ЦИТИРУЕМЫЙ ОТРЫВОК
::::::::::

Я вновь и вновь настойчиво возвращаюсь к реальности, самым горьким образом связанной сегодня с фундаментальным принципом всякого творчества: таланта без огранки — для русской литературы — слишком мало. Но что же выступит или выступает для них, молодых прозаиков, этой самой огранкой? Именно здесь, в этом самом месте, образуется та огненная река, которая никогда не станет рекой поколения — не станет без способности молодого писателя взрослеть, без его желания войти в отеческую традицию. Только такой путь и даст поколению шанс на подлинность. Только реальность, которую писатель понимает как предстоящую перед вечностью, пред взором Божьим, — только такая реальность в русской литературе является нормой, воспринимается как правильная и правдивая, дает простор и силу.

И все же магистральное направление русской молодой прозы есть. Есть совершенно другой облик поколения. Он запечатлен в молодых изданиях, например, в православном журнале для сомневающихся “Фома” или в молодежных журналах “Странник” (Саранск) и “Молоко” (Москва), “После 12” (Кемерово), наконец, во многих литературных журналах провинции. Эту прозу отличает наличие в ней активной творческой и личностной воли, что Лидия Сычева, главный редактор “Молока”, отразила в словах: “Мы ведь лучшие, самые плодоносные годы жизни потратили не на творчество, а на борьбу. Борьбу за сохранение в себе человеческого”. Об этом — небольшая повесть Наталии Алексютиной “Иллюзия” (“Молоко”, № 5, 2000) — о том, что именно любовь (к родине, семье, человеку) оболгана и осквернена, о том, что только горькой может быть жизнь без любви. И мыслящий иначе — лжет. И тогда в лжецах окажутся слишком многие наши литературные авторитеты. Вообще “Молоко” совершенно осознанно ориентируется на реализм как школу, как путь и мировоззрение. Эти позиции близки и саранскому “Страннику”.

::::::::::

ПЕРЕЧЕНЬ ЗАПИСЕЙ
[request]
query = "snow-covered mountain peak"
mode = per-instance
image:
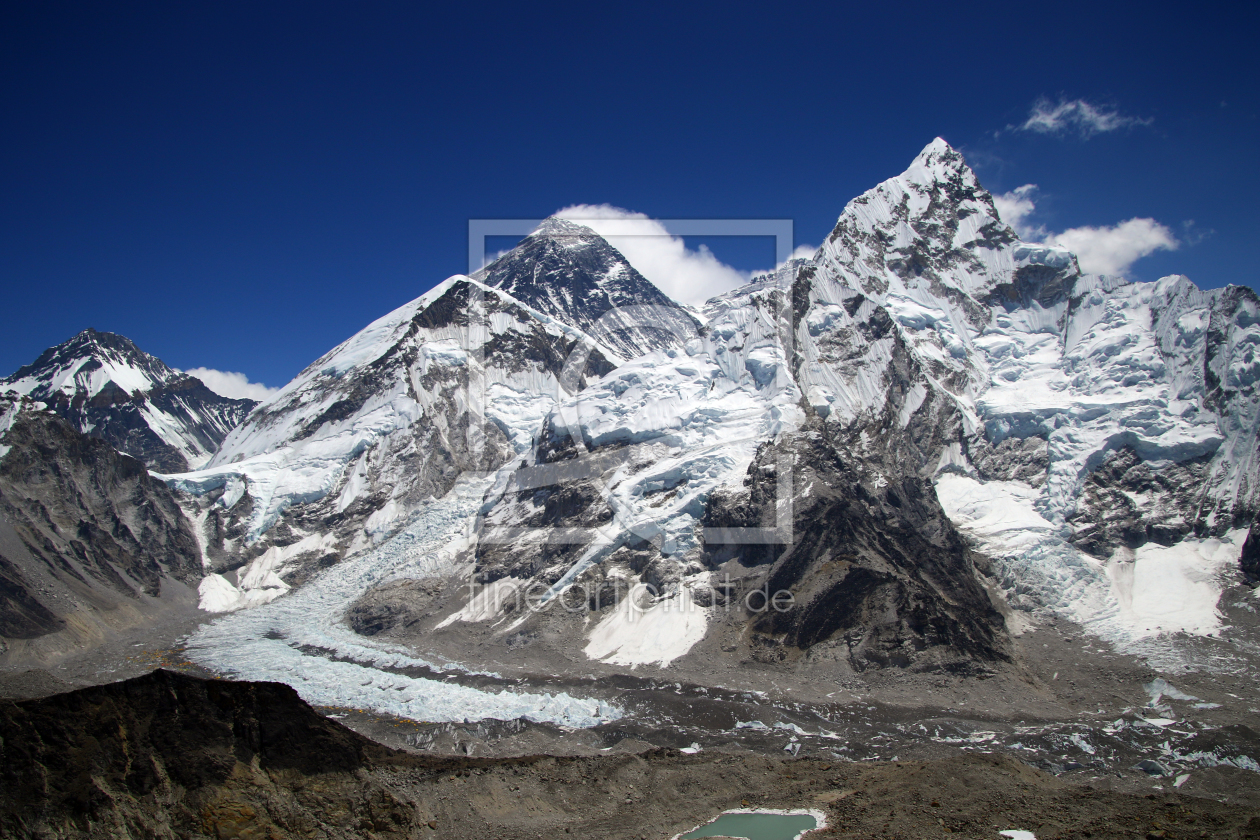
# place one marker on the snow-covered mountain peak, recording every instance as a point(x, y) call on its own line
point(111, 389)
point(87, 364)
point(570, 272)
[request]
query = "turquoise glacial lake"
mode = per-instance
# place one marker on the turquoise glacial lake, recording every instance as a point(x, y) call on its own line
point(756, 826)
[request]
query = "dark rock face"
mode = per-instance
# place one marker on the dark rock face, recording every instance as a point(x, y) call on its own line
point(83, 524)
point(1250, 558)
point(197, 420)
point(875, 567)
point(1127, 503)
point(168, 754)
point(570, 272)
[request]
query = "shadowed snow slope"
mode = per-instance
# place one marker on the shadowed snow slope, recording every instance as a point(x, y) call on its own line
point(111, 389)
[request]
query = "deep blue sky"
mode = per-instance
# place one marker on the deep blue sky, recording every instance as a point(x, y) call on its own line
point(242, 185)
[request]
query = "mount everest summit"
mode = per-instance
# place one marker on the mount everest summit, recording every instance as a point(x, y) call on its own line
point(925, 436)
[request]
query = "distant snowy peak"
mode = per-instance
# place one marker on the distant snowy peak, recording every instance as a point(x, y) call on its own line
point(90, 364)
point(570, 272)
point(111, 389)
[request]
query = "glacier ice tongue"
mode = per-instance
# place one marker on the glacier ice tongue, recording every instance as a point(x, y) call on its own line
point(275, 641)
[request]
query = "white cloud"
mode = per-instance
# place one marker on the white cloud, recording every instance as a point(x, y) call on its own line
point(1016, 207)
point(1111, 249)
point(1075, 116)
point(234, 385)
point(686, 275)
point(1099, 251)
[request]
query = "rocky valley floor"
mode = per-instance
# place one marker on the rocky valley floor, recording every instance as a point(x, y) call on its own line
point(1074, 739)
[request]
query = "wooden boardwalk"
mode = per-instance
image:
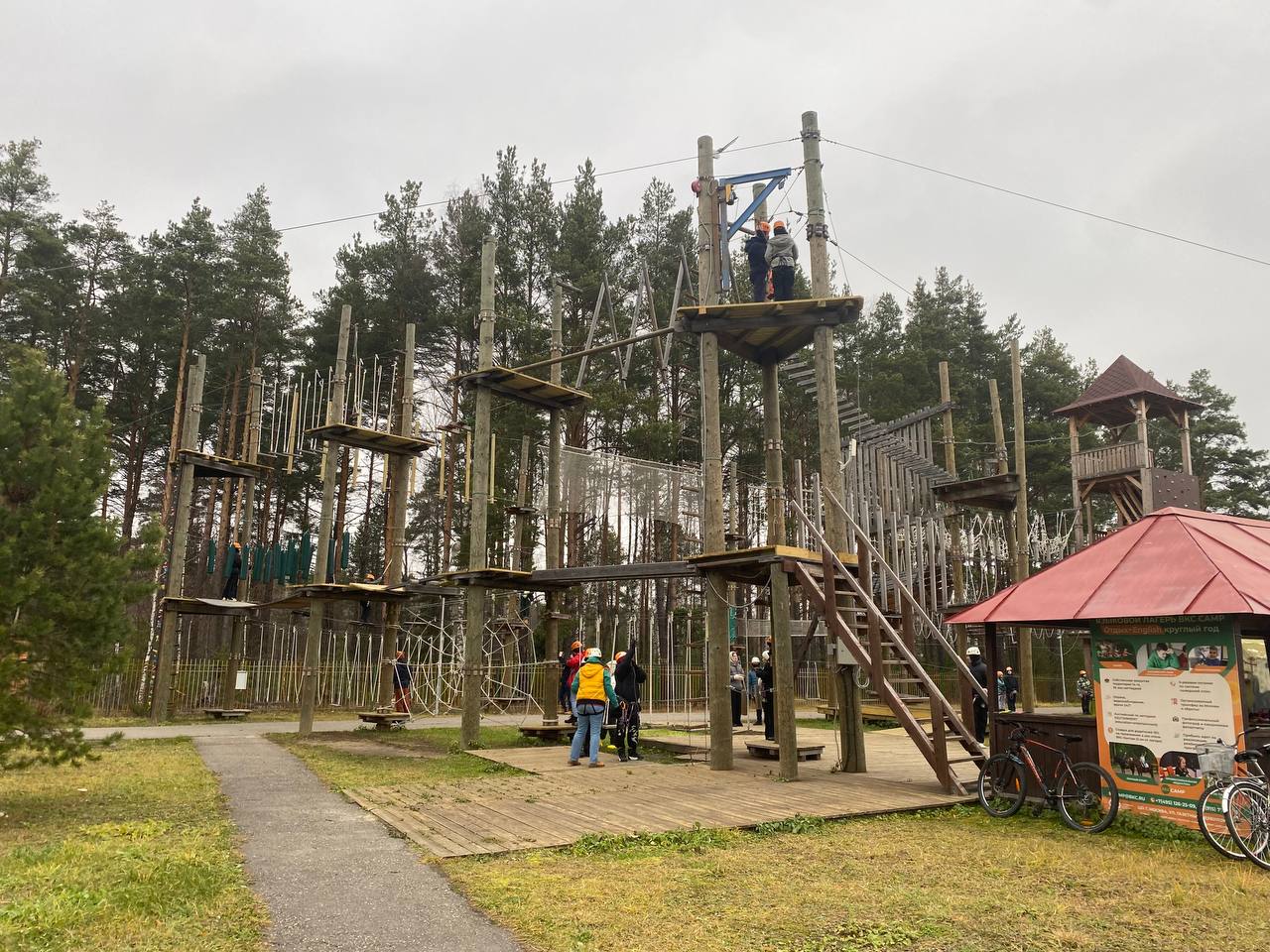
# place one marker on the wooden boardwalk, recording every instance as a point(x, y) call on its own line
point(554, 805)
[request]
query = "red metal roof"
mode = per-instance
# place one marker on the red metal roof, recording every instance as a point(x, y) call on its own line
point(1174, 561)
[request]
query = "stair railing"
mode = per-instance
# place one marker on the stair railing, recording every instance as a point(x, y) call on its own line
point(862, 537)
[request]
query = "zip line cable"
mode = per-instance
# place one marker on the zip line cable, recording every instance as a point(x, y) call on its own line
point(1005, 190)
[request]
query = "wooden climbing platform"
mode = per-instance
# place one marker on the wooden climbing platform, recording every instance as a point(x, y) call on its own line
point(771, 330)
point(373, 440)
point(554, 805)
point(526, 389)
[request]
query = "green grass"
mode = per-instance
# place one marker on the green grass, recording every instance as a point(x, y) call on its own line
point(128, 852)
point(444, 762)
point(933, 883)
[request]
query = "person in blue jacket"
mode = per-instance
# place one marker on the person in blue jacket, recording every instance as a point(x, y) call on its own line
point(756, 250)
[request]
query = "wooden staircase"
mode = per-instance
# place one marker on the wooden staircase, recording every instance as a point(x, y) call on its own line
point(844, 601)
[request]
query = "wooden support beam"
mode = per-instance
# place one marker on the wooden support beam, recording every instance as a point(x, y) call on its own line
point(329, 467)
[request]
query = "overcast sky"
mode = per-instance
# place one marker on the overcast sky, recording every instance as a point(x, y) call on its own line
point(1151, 112)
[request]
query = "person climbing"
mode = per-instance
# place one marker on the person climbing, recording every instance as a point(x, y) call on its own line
point(1011, 688)
point(979, 671)
point(572, 664)
point(756, 250)
point(592, 692)
point(234, 571)
point(1084, 690)
point(781, 254)
point(754, 689)
point(626, 679)
point(767, 683)
point(366, 603)
point(402, 682)
point(735, 685)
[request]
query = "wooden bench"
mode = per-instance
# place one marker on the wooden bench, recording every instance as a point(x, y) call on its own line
point(549, 731)
point(384, 720)
point(771, 749)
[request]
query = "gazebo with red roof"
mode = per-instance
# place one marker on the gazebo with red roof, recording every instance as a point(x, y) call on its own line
point(1121, 398)
point(1170, 563)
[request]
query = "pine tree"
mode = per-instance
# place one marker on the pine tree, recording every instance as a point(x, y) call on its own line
point(66, 581)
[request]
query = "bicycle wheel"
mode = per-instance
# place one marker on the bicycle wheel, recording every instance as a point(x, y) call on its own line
point(1087, 798)
point(1211, 823)
point(1001, 785)
point(1247, 816)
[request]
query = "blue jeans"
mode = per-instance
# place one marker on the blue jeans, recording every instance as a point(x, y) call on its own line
point(587, 722)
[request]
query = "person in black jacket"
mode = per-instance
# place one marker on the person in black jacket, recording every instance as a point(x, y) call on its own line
point(979, 671)
point(1011, 688)
point(627, 675)
point(756, 250)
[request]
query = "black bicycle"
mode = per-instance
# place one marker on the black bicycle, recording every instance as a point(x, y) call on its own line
point(1083, 793)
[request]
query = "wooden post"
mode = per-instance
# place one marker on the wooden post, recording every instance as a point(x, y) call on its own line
point(965, 693)
point(329, 467)
point(162, 699)
point(1026, 688)
point(399, 500)
point(783, 660)
point(711, 467)
point(250, 449)
point(1185, 443)
point(1074, 431)
point(474, 624)
point(552, 649)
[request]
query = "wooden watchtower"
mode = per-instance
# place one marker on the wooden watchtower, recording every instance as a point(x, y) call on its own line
point(1120, 402)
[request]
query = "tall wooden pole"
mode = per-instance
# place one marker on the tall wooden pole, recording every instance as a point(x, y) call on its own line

::::::::::

КОРОТКОЕ ЗАДАНИЕ
Укажите, пожалуйста, по отрывку о молодой прозе, в каком журнале и в каком номере за какой год вышла повесть Наталии Алексютиной «Иллюзия».

ОТВЕТ НА ЗАДАНИЕ
В журнале «Молоко», № 5, 2000 год.